__EXERCISE DETAILS__:
Reproduce, character for character, the material from its very first line through the line containing "853L467 844L458 870H446L441", including both of those lines.

__RECORDS__:
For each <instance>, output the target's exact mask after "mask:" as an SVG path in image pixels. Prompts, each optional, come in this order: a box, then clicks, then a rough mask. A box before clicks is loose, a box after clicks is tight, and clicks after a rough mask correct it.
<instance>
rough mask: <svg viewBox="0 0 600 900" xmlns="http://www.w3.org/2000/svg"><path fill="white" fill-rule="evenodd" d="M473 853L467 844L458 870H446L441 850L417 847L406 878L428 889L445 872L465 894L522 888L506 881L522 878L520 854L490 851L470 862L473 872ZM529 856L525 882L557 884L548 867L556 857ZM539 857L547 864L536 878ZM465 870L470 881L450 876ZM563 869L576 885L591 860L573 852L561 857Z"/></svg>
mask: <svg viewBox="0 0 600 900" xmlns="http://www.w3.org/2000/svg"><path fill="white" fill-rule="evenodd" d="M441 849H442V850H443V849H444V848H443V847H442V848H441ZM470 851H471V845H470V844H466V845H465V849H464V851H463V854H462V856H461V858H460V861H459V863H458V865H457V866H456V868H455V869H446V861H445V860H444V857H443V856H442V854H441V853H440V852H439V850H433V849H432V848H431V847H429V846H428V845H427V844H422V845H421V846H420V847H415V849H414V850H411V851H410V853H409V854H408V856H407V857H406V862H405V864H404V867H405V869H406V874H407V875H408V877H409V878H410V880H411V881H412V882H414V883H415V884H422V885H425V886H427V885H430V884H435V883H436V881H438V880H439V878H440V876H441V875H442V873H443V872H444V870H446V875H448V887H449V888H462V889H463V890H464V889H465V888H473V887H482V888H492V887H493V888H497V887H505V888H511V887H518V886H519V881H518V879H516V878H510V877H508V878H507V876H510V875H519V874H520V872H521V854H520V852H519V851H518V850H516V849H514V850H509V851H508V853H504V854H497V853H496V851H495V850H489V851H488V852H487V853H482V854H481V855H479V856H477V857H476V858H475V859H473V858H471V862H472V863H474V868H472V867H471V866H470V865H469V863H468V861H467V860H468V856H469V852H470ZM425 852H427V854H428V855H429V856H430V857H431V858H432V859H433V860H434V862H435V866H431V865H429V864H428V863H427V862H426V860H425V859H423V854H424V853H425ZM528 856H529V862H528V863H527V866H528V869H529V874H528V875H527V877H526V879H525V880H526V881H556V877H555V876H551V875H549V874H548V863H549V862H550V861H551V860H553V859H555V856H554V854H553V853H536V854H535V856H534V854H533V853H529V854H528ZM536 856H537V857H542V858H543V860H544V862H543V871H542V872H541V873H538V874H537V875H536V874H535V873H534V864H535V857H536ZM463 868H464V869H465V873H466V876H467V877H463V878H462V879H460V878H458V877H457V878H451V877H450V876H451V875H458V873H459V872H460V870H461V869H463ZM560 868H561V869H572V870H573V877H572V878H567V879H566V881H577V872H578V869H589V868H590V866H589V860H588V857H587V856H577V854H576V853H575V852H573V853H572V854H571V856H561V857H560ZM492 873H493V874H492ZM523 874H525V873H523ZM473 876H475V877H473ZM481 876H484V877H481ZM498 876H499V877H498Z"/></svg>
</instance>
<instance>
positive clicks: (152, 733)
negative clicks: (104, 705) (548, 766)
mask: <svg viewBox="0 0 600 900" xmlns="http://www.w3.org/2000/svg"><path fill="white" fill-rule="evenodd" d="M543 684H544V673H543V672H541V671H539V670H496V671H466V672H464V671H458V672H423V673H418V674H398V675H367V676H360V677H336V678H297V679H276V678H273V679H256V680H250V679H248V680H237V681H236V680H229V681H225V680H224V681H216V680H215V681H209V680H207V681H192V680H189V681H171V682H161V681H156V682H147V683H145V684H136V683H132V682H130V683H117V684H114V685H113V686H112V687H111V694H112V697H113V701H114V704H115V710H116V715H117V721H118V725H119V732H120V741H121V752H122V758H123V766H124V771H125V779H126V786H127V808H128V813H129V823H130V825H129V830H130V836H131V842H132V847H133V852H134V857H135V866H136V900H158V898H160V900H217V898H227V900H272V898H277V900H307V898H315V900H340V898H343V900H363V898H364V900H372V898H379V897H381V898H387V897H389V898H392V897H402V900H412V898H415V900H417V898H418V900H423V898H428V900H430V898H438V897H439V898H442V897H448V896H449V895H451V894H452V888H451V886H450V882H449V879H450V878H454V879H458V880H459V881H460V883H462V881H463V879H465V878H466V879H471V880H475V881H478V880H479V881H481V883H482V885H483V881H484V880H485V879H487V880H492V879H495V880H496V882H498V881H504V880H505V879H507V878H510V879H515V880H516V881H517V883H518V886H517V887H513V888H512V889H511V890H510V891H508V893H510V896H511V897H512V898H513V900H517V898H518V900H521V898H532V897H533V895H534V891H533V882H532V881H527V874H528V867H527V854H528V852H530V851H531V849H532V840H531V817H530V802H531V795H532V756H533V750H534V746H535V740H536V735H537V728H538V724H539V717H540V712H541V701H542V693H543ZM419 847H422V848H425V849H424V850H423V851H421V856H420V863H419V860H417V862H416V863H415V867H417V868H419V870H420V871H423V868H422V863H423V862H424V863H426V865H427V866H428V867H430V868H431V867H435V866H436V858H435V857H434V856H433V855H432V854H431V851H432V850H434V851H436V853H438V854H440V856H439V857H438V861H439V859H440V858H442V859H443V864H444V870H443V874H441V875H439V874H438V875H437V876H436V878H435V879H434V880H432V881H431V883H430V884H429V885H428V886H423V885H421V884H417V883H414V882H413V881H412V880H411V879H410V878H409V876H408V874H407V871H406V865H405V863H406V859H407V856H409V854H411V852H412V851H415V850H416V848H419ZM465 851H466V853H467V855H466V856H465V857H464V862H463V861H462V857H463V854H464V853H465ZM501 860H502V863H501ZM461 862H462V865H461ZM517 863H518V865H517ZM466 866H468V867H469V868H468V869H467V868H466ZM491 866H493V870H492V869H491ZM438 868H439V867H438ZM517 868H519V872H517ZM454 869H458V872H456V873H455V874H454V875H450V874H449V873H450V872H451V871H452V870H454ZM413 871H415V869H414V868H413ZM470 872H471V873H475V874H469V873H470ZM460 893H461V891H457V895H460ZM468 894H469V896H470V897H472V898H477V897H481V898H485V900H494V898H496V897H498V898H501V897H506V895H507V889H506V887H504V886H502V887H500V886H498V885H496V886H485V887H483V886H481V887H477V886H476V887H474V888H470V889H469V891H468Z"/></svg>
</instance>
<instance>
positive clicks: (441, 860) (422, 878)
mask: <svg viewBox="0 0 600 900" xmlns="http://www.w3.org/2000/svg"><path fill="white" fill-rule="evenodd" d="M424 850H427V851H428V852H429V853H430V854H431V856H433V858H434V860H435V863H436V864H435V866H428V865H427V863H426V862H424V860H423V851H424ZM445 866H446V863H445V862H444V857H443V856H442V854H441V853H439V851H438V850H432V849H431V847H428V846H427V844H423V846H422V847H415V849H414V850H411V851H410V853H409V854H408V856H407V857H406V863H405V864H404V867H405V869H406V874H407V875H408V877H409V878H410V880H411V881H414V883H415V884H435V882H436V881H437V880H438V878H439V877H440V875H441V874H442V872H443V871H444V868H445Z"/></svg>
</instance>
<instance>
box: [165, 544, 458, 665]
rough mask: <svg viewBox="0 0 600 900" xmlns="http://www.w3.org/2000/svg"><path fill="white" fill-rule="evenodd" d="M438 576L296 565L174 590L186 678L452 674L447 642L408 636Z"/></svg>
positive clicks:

__SOLUTION FOR THIS TASK__:
For each <instance>, output the target's exact mask after "mask:" as an SVG path in image pixels. Prompts, each optional, come in this order: a box, then clicks, then a rough mask. A box before clicks is loose, a box after clicks is tight, and clicks after a rough mask correct it.
<instance>
rough mask: <svg viewBox="0 0 600 900" xmlns="http://www.w3.org/2000/svg"><path fill="white" fill-rule="evenodd" d="M473 853L467 844L458 870H446L441 850L417 847L406 878L428 889L445 872L465 894L522 888L506 881L522 878L520 854L490 851L470 862L473 872ZM529 856L525 882L557 884L548 867L556 857ZM539 857L547 864L536 878ZM465 870L470 881L450 876ZM563 869L576 885L591 860L573 852L561 857Z"/></svg>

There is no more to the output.